Every line below that holds the string "pole" should be copied out.

Records for this exercise START

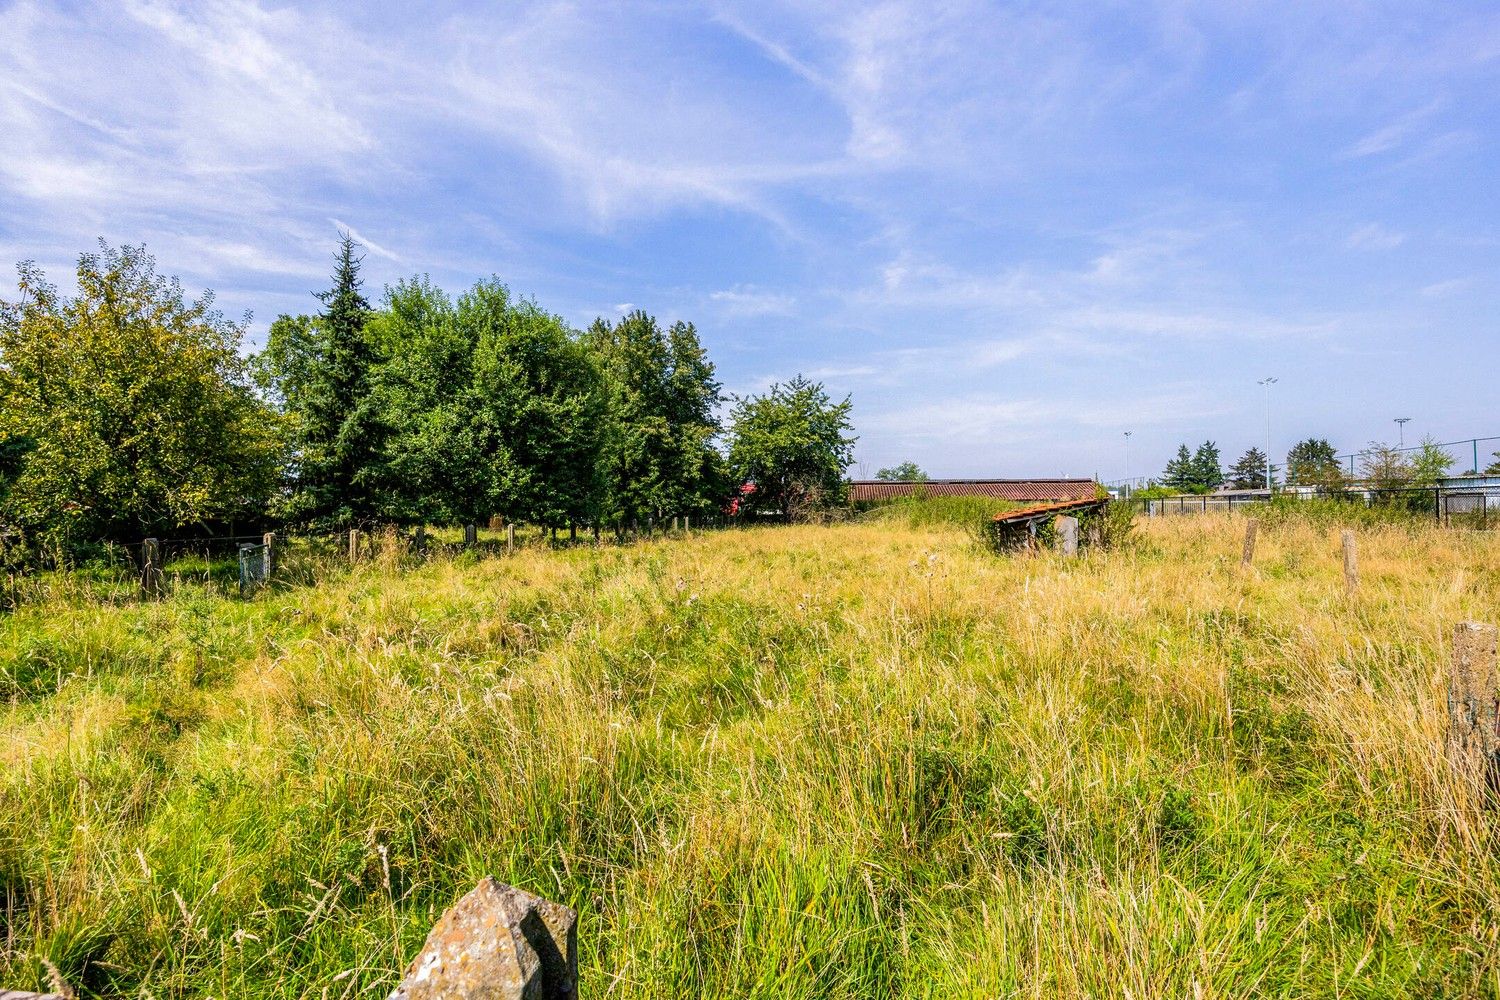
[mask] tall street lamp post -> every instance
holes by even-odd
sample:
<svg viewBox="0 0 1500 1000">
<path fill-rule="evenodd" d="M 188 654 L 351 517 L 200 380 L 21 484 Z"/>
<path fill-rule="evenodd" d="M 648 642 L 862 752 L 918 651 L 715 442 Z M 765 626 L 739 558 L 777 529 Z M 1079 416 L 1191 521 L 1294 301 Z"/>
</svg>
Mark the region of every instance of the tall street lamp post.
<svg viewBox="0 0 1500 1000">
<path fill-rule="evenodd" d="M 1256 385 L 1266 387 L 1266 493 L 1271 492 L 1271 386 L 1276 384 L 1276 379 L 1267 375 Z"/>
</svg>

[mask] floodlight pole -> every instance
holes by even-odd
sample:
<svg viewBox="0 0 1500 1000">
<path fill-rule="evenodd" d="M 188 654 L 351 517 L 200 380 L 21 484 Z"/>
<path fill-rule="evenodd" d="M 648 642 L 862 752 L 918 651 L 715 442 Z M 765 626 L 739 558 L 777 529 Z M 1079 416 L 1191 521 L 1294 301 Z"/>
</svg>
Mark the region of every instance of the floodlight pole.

Records for this exercise END

■ Worked solution:
[mask] floodlight pole -> every instance
Mark the region of every instance of the floodlight pole.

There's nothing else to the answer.